Challenge -> Please convert the lines below into a Markdown table with the columns "Row" and "Line," one numbered row per line, skipping any blank lines. Leave the pictures out of your answer.

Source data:
▼
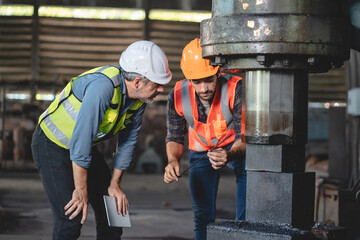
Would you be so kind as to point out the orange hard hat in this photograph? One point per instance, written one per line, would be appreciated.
(193, 65)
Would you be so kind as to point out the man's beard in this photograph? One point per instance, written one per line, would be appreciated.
(145, 100)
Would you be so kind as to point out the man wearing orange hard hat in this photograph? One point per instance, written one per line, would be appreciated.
(207, 105)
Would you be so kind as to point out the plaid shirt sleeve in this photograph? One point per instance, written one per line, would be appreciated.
(237, 110)
(176, 124)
▲
Output ->
| Row | Line |
|---|---|
| 1 | Would you be so kind as to point out the orange hard hat in this photograph? One point per instance, written one per line, would be appreciated. |
| 2 | (193, 65) |
| 3 | Would you be so kind as to point out the man's beard in this photograph? One point per instance, written one per line, would be appreciated. |
| 4 | (145, 100) |
| 5 | Would you be so kind as to point out the man wearing orange hard hat in this photograph? One point per instance, written one per line, would be appreciated. |
| 6 | (207, 105) |
| 7 | Would you be so kind as to point out the plaid shirt sleeve in this photograph? One point per instance, written one per line, would be appreciated. |
| 8 | (237, 110) |
| 9 | (176, 124) |